▸ REQUIRED WORK: Without the pictures, reproduce the records that follow exactly.

▸ DATA EXTRACT:
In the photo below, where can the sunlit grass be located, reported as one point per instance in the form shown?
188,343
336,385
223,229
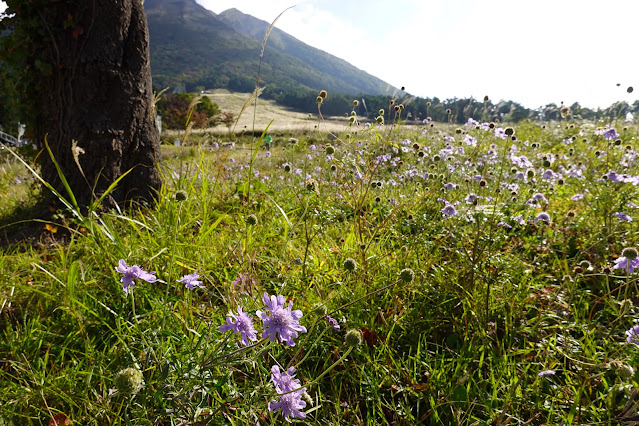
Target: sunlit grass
498,294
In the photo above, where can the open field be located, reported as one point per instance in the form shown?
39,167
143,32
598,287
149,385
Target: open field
267,111
471,275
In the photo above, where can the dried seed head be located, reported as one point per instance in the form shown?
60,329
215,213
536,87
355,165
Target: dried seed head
129,381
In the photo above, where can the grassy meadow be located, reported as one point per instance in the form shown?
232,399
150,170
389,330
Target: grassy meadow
472,275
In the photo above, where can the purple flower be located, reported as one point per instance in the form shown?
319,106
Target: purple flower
241,323
469,140
543,216
283,323
628,265
284,381
191,282
536,198
131,273
623,217
290,390
611,134
449,210
290,404
333,322
632,335
546,373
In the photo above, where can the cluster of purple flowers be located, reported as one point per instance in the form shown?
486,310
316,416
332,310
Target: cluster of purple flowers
281,323
290,393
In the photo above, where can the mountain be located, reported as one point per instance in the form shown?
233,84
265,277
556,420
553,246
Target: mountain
358,81
193,48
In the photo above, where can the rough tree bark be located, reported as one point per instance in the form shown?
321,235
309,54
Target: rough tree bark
95,101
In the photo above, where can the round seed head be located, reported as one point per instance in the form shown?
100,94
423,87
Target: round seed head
129,381
320,309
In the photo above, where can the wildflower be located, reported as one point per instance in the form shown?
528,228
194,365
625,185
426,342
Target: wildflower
181,196
546,373
611,134
632,335
191,282
449,210
290,404
353,338
350,264
623,217
407,275
543,216
251,220
284,381
333,322
282,323
131,273
628,260
537,197
241,323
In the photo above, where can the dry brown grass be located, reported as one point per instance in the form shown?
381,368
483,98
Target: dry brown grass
283,119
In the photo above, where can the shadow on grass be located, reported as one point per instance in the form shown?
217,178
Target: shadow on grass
25,226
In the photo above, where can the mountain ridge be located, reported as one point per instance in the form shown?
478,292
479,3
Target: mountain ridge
194,48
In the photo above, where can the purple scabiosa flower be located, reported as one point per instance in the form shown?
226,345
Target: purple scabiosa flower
538,197
632,335
241,323
612,176
131,273
449,186
284,381
333,322
500,133
543,216
623,217
283,323
191,282
611,134
469,140
449,211
290,404
546,373
628,260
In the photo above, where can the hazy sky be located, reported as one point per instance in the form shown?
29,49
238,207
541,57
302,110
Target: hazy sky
530,51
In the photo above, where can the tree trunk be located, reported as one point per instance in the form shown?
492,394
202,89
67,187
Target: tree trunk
97,107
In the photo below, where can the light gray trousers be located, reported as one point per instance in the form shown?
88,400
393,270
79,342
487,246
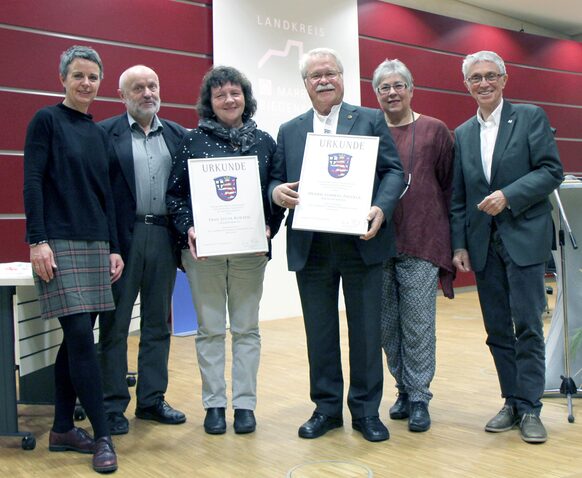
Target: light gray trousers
233,282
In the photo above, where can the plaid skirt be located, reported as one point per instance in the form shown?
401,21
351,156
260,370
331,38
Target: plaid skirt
81,283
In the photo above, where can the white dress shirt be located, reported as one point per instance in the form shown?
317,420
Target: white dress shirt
489,130
326,124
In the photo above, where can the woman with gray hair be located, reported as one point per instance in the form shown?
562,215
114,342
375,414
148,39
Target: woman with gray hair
70,227
425,147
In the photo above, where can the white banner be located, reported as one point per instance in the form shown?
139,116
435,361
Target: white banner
265,40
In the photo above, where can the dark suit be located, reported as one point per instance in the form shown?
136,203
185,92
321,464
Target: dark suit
508,251
321,259
149,254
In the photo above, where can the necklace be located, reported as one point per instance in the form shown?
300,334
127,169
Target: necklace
410,157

▸ SOLUTION FOR THIS EXERCISE:
In the photo below, where can the sunlit grass be located, reported as one point per instance in the form shown?
188,343
336,385
223,229
Target: sunlit grass
498,294
In the photo above, where can the open field be located, reported as one point per instance in the form shown?
39,167
143,32
598,287
149,385
Target: open field
267,111
471,275
In the photo above, where can the dried seed head be located, reported as one point per instance in the form shown?
60,329
215,213
536,87
355,165
Target: dried seed head
129,381
In the photo above, where can the grassy meadow be located, reported as one point per instance in the form shown?
232,399
150,170
389,330
Target: grassy meadow
472,275
In the photo above, where can the purple flower be located, reported as one point per instance in the form shown?
319,106
Target: purple flower
241,323
469,140
543,216
283,323
628,265
284,381
191,282
536,198
131,273
623,217
290,390
611,134
449,210
290,404
333,322
632,335
546,373
In the photo above, where can the cluster of purple flowers be located, reported as one point per instance in the form shown?
486,310
316,416
332,310
Target: cluster of purple flowers
281,323
290,393
In the photo above, where can the mountain be located, reported as one point per instance in the form shown?
233,84
265,277
556,420
553,246
Target: mountain
358,81
193,48
In the photo above, where can the rough tree bark be located, reported as one point per instance in the form shown?
321,235
309,54
Target: rough tree bark
95,101
In the photo above, where can the round seed head be located, reported as one point per instance in the form shown?
100,94
423,87
Target: round seed head
129,381
320,309
In the photo above, where can the wildflower be located, reported as one point per instance in the form shown?
528,228
194,365
625,185
426,342
Target: wildflower
181,196
546,373
611,134
632,335
191,282
449,210
290,404
353,338
350,264
623,217
407,275
543,216
251,220
284,381
333,322
282,323
131,273
628,260
537,197
241,323
In the photo above, where can the dry brown grass be located, reported as one point per instance in the form shown?
381,368
483,98
Target: dry brown grass
283,119
In the photo above, where can the shadow on grass be located, reported as one point per instance in the form shown?
217,178
Target: shadow on grass
25,226
In the photo above, where can the mountain ridge be located, reported as one point per instance in the form shown?
478,292
479,3
Target: mountain ridge
194,48
In the photo above, where can the purple scabiosa flower be located, reported as one point per instance in the form shown?
226,345
Target: purple scabiosa flower
538,197
632,335
241,323
612,176
131,273
449,186
284,381
333,322
500,133
543,216
623,217
283,323
191,282
611,134
469,140
449,211
290,404
546,373
628,260
In the photo above, where can the hazy sky be located, reported as one point per instance in the form shown?
29,49
238,207
541,57
302,110
Target: hazy sky
530,51
In the photo above, where can the tree trunk be located, reported as one point per instance in the form shown?
492,394
202,89
67,187
Target: tree trunk
97,107
In the photo below, where can the light gray trousers be located, reported as one point per instance in the form shown?
88,400
393,270
79,342
487,246
Target: light gray trousers
233,282
In the photo above, where can the plaid skirt be located, reported as one point per instance in the form shown?
401,21
351,156
260,370
331,38
Target: plaid skirt
81,283
In the photo above, where can the white dress shirt be located, reported as one point per instance in the form shown?
317,420
Target: white dress shirt
489,130
326,124
In the photo above, where can the woman with gray hair be located, reported as one point per instance in the form shown?
562,215
114,342
375,414
148,39
Target: woman with gray hair
70,227
425,147
In the photo above, where can the white banner be located, reported as one point per instance in the form shown?
139,116
435,361
Target: white banner
265,40
In the photo above, where can the dark suit be located, reported as one point per instance in the form shown?
136,203
185,92
321,464
Target: dark suit
508,251
321,259
149,254
In the photo above, where can the necklace be located, reported as one point per instance in the form shown?
300,334
127,169
Target: necklace
410,157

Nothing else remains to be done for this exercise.